▶ _Try it_
Would you output each record exactly as it stands?

▶ _Material to process_
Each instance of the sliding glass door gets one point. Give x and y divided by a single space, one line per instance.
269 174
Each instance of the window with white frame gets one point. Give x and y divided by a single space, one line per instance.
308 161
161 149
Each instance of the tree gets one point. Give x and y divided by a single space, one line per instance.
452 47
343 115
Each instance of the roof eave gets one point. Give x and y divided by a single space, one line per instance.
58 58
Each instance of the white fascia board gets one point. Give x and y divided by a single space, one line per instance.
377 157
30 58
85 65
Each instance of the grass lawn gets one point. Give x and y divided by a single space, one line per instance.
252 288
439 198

▶ _Answer to this task_
Each instance of the sliding glass door gets one point. Give x and y divided by a single space, one line per instance.
269 174
Each instance of the window with white frame gets one point. Give x and y divided by a single space, one line per instance.
308 161
161 149
Each instance of the tree gets one point. Give x and y divided by a single space, one line per instance.
452 47
343 115
Each instance of the roof eave gets one point. Give x and y divided by a single space, one line per instance.
58 58
Each instance of the white fascia board gets one point. Give x and y divided by a single space, one line per instance.
377 157
30 58
85 65
Each instance of the grass lawn gets one point. Give x and y divided by a single space, one line per instance.
252 288
439 198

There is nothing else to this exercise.